Esercizio assegnato:
Ricopia il brano dell'articolo sulla politica italiana partendo dalle parole "Ma dietro la" e fermandoti dopo "fece cadere Renzi.". Rinomina ogni occorrenza di "percezione reale" in "percezione concreta".

Estratto del documento:
......

Tra aumento dell’Iva sì o no, la maggioranza sta dando in questi giorni messaggi confusi agli italiani e al mondo, tutti incerti se la tassa sui consumi aumenterà o meno nei prossimi mesi, e cosa succederà con la previsione ormai quasi matematica di un disastro economico tra la seconda metà del 2019 e la prima metà del 2020.
In questa situazione, vista dall’esterno, l’Italia sembra scivolata negli ultimi cinque-sei anni da uno stato di nevrosi a uno di pura psicosi. La nevrosi era quella di Matteo Renzi che ha sottoposto il paese a una cura intensiva di annuncite acuta: durante il suo governo sembrava che tutti i problemi dell’Italia sarebbero stati risolti con l’ultimo twitter, con l’ultima idea geniale del governo, con l’ultima facile scorciatoia a cui – chissà perché – nessuno prima aveva pensato.
Ma dietro la nevrosi c’era una percezione reale: che il paese aveva problemi sempre più insormontabili e che qualcosa andava fatto presto, anche se magari non bene. La distanza tra le promesse e la pochezza dei risultati fece cadere Renzi.
Dopo di lui però, nell’ultimo anno scarso alla nevrosi si è sostituita la folle mancanza di percezione della realtà. Il governo scombinato M5s e Lega semplicemente non pensa di risolvere i problemi in maniera concreta ma solo con l’intervento della formula magica “l’abbiamo fatto”, indifferente al fatto di cosa stia accadendo nella realtà.
Il ponte Morandi di Genova è crollato e dopo un anno il moncone è ancora lì, incerti se conservarlo o abbatterlo, ma non è un problema perché (e purché) non li si veda e non appaia nelle coscienze. Il reddito di cittadinanza non è arrivato né potrà mai arrivare, ma non importa, perché è solo l’annuncio che conta. Gli immigrati clandestini non sono stati cacciati, non potranno esserlo, e anzi quest’anno aumenteranno, ma non importa perché la posa truculenta contro lo straniero è ciò che conta.
Cioè dal nevrotico “risolviamo tutto subito” si è passati allo psicotico “abbiamo risolto tutto perché l’abbiamo detto”.
Di certo i problemi dell’Italia, economici e non solo, stanno aumentando a vista d’occhio e andrebbero affrontati di petto, senza nevrosi o psicosi. La questione del deficit pare solo l’ultima manifestazione esterna di problemi più profondi e più gravi. L’Italia va cambiata radicalmente, il debito pubblico è l’ultimo segno di un fallimento generale del sistema. Forse è questo a cui Salvini pensa agitando l’idea dell’uomo forte.

......

Materiale:
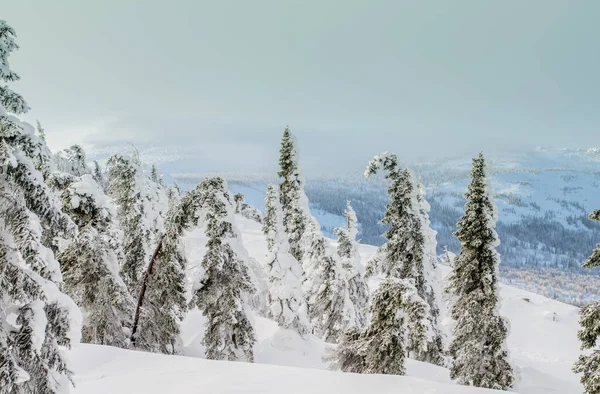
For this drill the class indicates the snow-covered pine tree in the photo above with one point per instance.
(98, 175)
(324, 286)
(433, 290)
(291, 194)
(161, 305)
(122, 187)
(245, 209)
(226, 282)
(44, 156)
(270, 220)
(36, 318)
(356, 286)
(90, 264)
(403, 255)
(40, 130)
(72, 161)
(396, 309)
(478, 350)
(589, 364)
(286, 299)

......

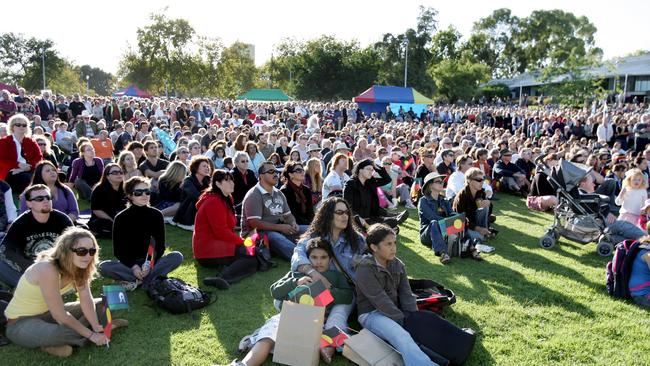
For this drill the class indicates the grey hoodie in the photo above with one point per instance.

......

Risposta attesa:
Ma dietro la nevrosi c’era una percezione concreta: che il paese aveva problemi sempre più insormontabili e che qualcosa andava fatto presto, anche se magari non bene. La distanza tra le promesse e la pochezza dei risultati fece cadere Renzi.